Task:
Scan the records for lines with the word "black", and copy every such line.

Entries supplied:

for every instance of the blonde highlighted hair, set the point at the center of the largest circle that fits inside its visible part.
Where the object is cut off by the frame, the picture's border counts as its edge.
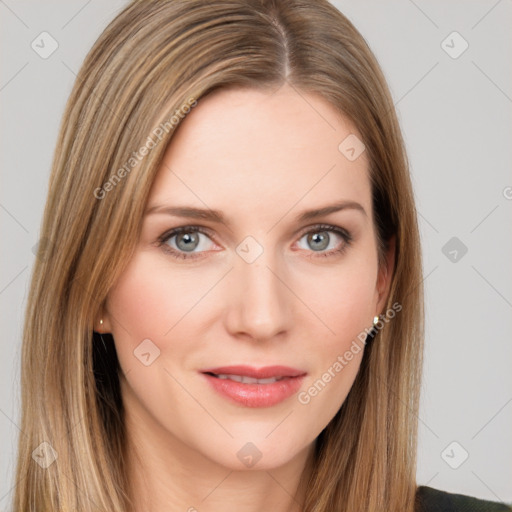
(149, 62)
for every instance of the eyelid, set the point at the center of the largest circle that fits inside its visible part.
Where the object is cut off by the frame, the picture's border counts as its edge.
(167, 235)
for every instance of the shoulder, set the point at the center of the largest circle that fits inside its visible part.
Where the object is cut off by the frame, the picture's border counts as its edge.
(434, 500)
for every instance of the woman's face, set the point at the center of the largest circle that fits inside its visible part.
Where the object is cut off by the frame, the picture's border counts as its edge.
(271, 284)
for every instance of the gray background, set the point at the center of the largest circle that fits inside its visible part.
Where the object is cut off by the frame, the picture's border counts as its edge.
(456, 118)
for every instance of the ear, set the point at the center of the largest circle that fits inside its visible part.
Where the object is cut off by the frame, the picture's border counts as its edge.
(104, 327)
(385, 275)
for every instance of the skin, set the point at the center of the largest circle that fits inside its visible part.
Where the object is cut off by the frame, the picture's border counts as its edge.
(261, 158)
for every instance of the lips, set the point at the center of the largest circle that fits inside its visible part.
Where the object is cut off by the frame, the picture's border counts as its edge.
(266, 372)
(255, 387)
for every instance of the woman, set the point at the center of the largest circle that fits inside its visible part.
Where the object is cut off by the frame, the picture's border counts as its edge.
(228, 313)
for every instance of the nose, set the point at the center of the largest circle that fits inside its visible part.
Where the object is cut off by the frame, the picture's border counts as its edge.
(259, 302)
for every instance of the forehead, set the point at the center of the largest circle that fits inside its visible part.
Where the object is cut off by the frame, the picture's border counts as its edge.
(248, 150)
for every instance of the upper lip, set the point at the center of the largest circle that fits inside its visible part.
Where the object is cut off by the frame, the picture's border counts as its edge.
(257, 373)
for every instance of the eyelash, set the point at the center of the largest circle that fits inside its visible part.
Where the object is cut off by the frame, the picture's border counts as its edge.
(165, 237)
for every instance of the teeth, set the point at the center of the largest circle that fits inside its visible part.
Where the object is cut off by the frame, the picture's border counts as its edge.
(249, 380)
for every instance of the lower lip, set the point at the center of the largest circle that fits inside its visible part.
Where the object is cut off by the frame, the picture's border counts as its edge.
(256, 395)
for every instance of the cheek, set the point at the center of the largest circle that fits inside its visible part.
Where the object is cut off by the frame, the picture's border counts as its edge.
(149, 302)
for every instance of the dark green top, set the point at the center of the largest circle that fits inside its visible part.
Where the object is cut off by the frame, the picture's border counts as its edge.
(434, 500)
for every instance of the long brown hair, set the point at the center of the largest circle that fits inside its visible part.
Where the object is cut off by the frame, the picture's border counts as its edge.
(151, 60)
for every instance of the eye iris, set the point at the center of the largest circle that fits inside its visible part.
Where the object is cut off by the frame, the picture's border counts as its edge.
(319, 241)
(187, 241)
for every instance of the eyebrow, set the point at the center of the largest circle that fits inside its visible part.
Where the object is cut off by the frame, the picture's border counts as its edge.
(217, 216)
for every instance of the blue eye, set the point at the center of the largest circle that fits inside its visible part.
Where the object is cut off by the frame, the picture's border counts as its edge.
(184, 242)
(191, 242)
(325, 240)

--

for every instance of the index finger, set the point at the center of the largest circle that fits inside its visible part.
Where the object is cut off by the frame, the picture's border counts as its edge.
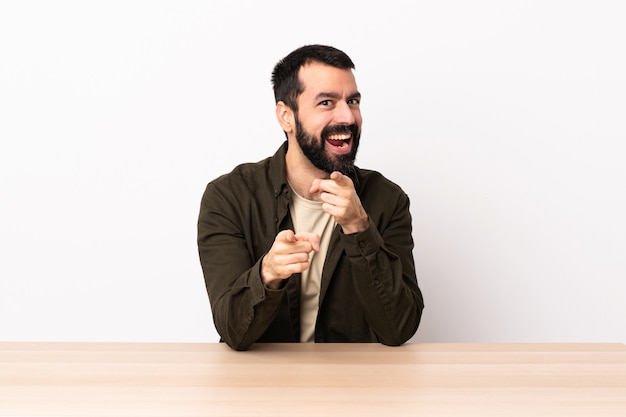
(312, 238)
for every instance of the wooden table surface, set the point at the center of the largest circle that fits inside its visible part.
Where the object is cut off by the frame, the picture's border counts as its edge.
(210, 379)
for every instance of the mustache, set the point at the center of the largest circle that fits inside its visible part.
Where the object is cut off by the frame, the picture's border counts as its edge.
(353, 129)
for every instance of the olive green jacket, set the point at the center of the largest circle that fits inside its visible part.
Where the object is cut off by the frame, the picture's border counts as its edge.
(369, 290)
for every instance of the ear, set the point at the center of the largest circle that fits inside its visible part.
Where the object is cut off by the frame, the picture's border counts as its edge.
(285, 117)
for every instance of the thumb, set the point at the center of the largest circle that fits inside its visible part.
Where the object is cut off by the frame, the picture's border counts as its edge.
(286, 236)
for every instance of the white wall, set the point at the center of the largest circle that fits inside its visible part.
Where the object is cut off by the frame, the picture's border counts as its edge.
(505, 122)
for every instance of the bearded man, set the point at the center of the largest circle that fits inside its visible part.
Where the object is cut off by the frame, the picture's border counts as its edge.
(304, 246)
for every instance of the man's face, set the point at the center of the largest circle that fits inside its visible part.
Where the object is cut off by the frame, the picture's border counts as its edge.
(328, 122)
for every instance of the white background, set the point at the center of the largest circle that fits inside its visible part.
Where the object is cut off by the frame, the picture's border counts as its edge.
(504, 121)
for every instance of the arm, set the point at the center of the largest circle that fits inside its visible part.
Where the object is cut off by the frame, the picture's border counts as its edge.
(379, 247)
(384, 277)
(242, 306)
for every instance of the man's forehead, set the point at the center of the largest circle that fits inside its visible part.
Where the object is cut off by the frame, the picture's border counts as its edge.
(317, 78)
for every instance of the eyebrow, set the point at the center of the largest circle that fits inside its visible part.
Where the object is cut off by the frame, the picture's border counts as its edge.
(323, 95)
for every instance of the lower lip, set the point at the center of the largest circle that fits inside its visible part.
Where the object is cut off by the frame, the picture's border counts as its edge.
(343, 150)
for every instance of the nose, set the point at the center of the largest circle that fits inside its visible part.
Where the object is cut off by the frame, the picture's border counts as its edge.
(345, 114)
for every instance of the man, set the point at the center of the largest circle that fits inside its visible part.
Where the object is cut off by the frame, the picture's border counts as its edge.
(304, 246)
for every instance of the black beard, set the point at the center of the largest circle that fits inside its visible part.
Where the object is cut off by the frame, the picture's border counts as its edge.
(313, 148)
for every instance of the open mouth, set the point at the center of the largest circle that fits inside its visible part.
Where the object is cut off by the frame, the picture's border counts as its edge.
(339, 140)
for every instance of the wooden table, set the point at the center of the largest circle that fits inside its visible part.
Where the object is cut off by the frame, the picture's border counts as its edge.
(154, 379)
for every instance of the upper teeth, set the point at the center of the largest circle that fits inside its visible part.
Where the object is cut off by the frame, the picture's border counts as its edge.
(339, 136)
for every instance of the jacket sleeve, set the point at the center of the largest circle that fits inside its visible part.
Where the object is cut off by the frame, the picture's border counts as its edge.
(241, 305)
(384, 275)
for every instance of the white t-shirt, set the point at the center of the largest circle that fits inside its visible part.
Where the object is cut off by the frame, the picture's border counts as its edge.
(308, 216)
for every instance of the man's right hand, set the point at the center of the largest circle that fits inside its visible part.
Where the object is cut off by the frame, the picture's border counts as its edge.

---

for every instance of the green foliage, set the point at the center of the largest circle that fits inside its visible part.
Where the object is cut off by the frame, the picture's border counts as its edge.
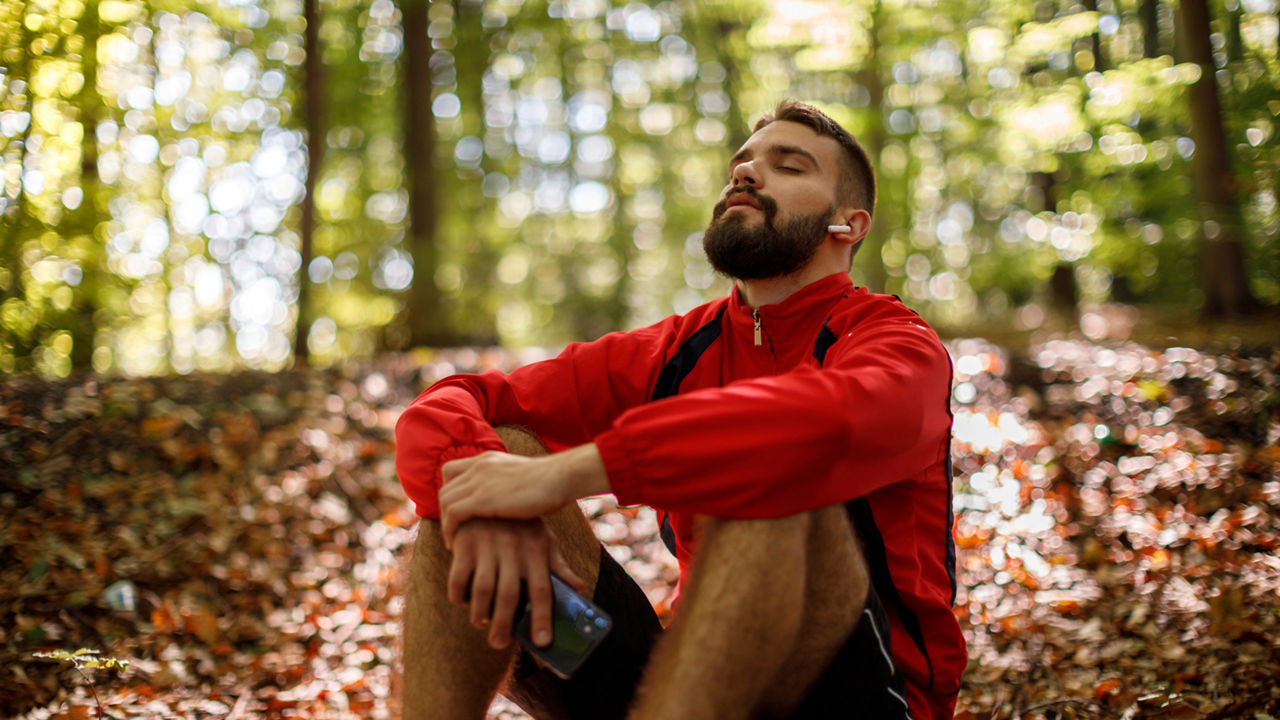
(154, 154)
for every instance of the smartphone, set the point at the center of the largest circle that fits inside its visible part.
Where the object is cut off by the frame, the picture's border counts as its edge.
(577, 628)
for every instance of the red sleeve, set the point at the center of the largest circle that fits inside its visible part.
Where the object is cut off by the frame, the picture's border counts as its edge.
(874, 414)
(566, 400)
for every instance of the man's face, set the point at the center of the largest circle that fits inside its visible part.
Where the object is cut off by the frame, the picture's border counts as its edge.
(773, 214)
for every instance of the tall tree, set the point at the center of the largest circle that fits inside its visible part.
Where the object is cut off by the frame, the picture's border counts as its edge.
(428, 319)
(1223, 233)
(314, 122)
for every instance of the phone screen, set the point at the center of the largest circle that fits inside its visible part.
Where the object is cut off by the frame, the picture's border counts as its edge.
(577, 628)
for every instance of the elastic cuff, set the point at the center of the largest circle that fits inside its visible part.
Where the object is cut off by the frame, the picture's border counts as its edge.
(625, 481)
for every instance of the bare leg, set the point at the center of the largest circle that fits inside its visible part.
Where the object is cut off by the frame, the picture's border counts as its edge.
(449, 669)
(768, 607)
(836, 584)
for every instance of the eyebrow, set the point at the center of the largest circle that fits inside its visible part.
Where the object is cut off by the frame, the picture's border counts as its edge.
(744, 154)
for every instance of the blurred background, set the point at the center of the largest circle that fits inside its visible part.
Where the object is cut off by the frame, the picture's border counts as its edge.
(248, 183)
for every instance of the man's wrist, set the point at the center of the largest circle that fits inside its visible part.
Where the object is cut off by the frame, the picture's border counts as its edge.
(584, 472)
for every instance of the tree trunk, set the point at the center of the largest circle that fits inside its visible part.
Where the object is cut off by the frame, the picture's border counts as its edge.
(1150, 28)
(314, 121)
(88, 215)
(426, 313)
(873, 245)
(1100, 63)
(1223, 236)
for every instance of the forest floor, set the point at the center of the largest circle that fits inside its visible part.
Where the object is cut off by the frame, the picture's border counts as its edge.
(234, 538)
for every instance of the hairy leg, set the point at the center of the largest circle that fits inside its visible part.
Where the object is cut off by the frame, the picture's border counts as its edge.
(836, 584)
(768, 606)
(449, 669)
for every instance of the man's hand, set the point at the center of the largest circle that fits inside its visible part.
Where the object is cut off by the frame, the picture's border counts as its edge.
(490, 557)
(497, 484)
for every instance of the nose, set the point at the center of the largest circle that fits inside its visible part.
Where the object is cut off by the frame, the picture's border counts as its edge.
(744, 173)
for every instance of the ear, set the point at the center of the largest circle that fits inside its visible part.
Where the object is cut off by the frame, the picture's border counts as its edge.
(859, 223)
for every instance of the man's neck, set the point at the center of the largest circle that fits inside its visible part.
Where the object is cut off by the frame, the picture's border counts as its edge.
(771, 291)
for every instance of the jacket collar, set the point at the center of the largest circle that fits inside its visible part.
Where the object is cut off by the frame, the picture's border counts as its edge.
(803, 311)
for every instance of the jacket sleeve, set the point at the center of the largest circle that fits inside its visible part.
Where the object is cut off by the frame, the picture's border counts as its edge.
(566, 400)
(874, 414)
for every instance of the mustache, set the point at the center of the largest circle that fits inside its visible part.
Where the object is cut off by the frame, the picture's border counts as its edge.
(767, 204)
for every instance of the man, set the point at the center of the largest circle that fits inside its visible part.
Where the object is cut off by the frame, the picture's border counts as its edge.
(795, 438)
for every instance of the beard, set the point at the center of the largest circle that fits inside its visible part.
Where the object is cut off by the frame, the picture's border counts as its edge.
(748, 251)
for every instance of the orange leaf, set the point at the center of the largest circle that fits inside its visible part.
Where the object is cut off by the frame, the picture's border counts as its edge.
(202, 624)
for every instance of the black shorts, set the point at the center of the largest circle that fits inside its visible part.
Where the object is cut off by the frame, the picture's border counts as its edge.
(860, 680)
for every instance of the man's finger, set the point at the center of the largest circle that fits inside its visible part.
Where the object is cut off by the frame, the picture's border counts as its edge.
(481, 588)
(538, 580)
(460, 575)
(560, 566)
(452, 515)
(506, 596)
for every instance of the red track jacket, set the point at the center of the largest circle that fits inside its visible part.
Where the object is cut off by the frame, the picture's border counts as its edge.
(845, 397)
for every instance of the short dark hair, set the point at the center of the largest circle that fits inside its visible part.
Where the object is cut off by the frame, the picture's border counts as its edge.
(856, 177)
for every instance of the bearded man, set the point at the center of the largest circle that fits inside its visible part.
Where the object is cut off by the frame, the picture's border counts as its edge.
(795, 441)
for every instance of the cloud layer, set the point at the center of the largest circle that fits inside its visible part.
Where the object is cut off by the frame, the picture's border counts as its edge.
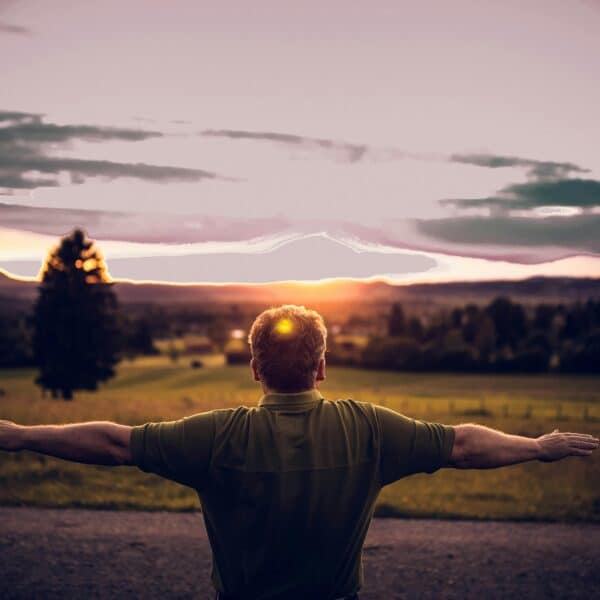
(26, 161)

Exercise output:
for every instance of the black beard, set the point at the center of the largest circle that fits inside its visible part.
for every instance of the black shorts, set the point at the center of the largest circle that fits inside its visible part.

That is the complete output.